=== Seitentext ===
Heiermann erinnert sich lebhaft an eine Begegnung zweier Größen des europäischen Kinos – die natürlich damals beide nichts von ihrer späteren Bedeutung ahnten. Aber filmverrückt war der erst 14-jährige Wim Wenders schon damals. Oberhausens Internationale Kurzfilmtage – pardon: „Westdeutsche Kulturfilmtage“ zu jener Zeit – kreuzten sich noch mit der „fünften Jahreszeit“ und boten festlich beim „Ball der Na(rr)tionen“ alles auf.
Polanski wirkte wie ein Mitschüler der 14-Jährigen
„Wim meinte, man könne dort interessante Leute vom Film treffen“, erinnert sich Johannes Jürgen Heiermann. „Wir waren zu viert und kauften zwei Eintrittskarten. Zwei gingen in den Saal, einer kam mit zwei Karten wieder heraus, zwei gingen wieder herein, bis wir dann alle drin waren.“ Eintrittskarten für 10 DM waren eben für Oberschüler damals schier unerschwinglich. Bei der Promi-Schau im Festgetümmel sei Wenders bestens „im Thema“ gewesen – und der einzige, der den aktuellen Kurzfilmtage-Preisträger aus Polen erkannte.
Für seine Sterkrader Mitschüler wirkte der 26-jährige Roman Polanski selbst wie ein Pennäler: so klein, schmal und jungenhaft. „Wir prosteten ihm zu seinem Erfolg respektlos zu. Wenn wir geahnt hätten“, meint Heiermann rückblickend, welche Weltkarrieren sich dort für eine kurzen Moment kreuzten: „Wir hätten diesen Abend als Höhepunkt unseres jungen Lebens gefeiert.“
Denn „Filmemacher“ im kleinsten Maßstab war schon der Gymnasiast Wim Wenders. Der Chirurgensohn besaß schon eine Schmalfilmkamera mit Kurbel. J. J. Heiermann, der spätere Juwelier und Uhrmacher, der noch einige Wenders-Filmpremieren in der Essener Lichtburg miterleben sollte, erinnert seinen Mitschüler – trotz des tolldreisten „Ball der Na(rr)tionen“-Coups – als „eigentlich zurückhaltenden“ Jugendlichen.
„Bei den Kurzfilmtagen jahrelang jeden Film gesehen“
Wim Wenders selbst konnte noch Jahrzehnte später schwärmen: „Hier habe ich meine erste Zigarette geraucht. Hier habe ich bei den Westdeutschen Kurzfilmtagen jahrelang jeden Film gesehen, mich alljährlich gefreut auf diese Tage in Oberhausen.“ Dem zwölf Jahre älteren Roman Polanski ging’s übrigens ähnlich: „Der Kurzfilm ist ein großartiger erster Schritt für einen jungen Filmemacher. So habe ich angefangen, und Oberhausen war eine wichtige Station meiner Entwicklung zum Regisseur.“
Oberhausen stiftete allerdings noch eine andere Begegnung – und die sollte weit bedeutender sein für Wim Wenders’ Schaffen: Bereits als Student sah Wenders 1966 im Theater Oberhausen die Uraufführung von Peter Handkes „Publikumsbeschimpfung“. Es war Handkes Wunderjahr, als Oberhausens Regie-Berserker Günther Büch mit dem 23-Jährigen aus Graz eine heiß diskutierte Premiere nach der anderen produzierte.
===
_Aufgaben_
- A) Beantworten Sie anhand des Textes über Wim Wenders und Oberhausen die folgenden Fragen:
(i) Wie viel kostete damals eine Eintrittskarte?
(ii) Was für eine Kamera besaß der Gymnasiast Wim Wenders?
(iii) Die Uraufführung welches Stücks von Peter Handke sah Wenders 1966 im Theater Oberhausen?
- B) Prüfen Sie, ob die folgenden Aussagen mit dem Text über Wim Wenders und Oberhausen übereinstimmen. Antworten Sie jeweils mit Ja oder Nein, und belegen Sie dies mit einem genauen Zitat:
(i) Die vier Schüler kauften vier Eintrittskarten.
(ii) Roman Polanski war bei der Begegnung 26 Jahre alt.
(iii) Wenders erkannte als Einziger den Preisträger aus Polen.
Die nachstehenden Zeilen stammen aus einer anderen Quelle.
=== Zu prüfende Daten ===
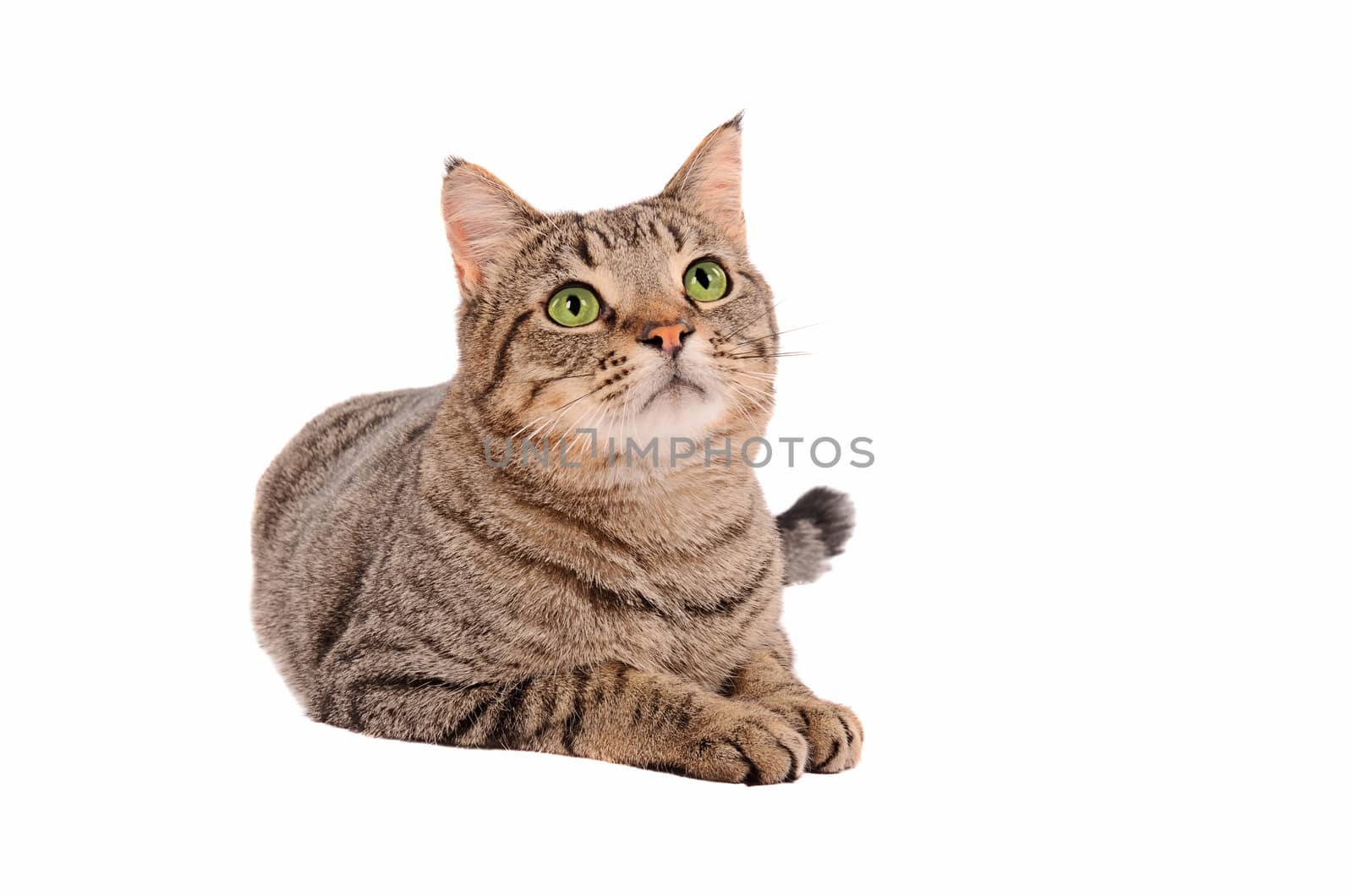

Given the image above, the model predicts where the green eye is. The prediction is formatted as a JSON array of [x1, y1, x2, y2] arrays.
[[683, 261, 728, 302], [545, 286, 600, 326]]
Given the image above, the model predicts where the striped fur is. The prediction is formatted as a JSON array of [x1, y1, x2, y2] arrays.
[[253, 119, 863, 784]]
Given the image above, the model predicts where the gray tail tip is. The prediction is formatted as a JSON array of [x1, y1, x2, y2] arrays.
[[775, 486, 855, 556]]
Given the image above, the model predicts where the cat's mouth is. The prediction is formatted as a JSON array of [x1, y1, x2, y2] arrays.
[[638, 374, 709, 412]]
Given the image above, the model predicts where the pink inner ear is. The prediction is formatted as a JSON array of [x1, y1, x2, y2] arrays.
[[446, 221, 480, 286]]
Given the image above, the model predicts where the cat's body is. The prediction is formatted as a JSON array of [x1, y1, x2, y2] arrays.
[[255, 123, 862, 782]]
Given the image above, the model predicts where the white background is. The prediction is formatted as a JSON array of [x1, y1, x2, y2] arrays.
[[0, 3, 1353, 894]]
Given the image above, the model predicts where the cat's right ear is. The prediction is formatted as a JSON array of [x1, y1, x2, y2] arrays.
[[441, 157, 544, 299]]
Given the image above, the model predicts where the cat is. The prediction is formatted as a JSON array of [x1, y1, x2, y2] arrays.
[[253, 115, 863, 784]]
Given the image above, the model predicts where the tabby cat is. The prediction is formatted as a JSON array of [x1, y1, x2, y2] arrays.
[[253, 117, 863, 784]]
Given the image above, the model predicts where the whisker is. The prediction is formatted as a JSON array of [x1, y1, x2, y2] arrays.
[[731, 324, 817, 348], [724, 299, 786, 340], [724, 352, 812, 362]]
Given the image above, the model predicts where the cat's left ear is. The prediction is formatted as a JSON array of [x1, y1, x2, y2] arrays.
[[441, 157, 545, 299], [661, 112, 747, 243]]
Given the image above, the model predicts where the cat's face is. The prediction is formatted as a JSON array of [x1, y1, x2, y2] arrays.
[[442, 119, 778, 460]]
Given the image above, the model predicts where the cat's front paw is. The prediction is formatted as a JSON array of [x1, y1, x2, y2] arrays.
[[760, 694, 864, 774], [686, 701, 809, 784]]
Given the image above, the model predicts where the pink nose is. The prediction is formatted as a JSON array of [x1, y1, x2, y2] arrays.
[[638, 320, 694, 356]]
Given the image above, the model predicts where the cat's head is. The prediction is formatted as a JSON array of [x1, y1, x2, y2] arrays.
[[441, 115, 778, 460]]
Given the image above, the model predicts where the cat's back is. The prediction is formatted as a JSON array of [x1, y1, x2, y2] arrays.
[[253, 383, 448, 691], [255, 383, 446, 554]]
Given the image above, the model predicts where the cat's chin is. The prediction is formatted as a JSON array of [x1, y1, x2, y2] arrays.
[[597, 380, 726, 459]]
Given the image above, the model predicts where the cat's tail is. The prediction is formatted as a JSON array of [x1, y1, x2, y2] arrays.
[[775, 486, 855, 585]]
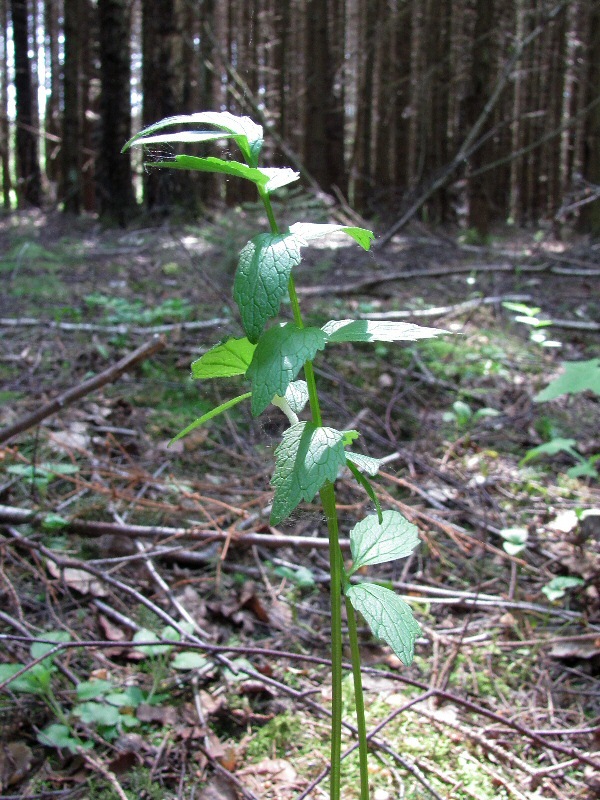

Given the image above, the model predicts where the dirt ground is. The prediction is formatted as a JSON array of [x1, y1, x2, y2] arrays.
===
_Antworten_
- A)
(i) 10 DM
(ii) Eine Schmalfilmkamera mit Kurbel
(iii) „Publikumsbeschimpfung“

- B)
(i) Nein – „Wir waren zu viert und kauften zwei Eintrittskarten.“
(ii) Ja – „der 26-jährige Roman Polanski“
(iii) Ja – „der einzige, der den aktuellen Kurzfilmtage-Preisträger aus Polen erkannte“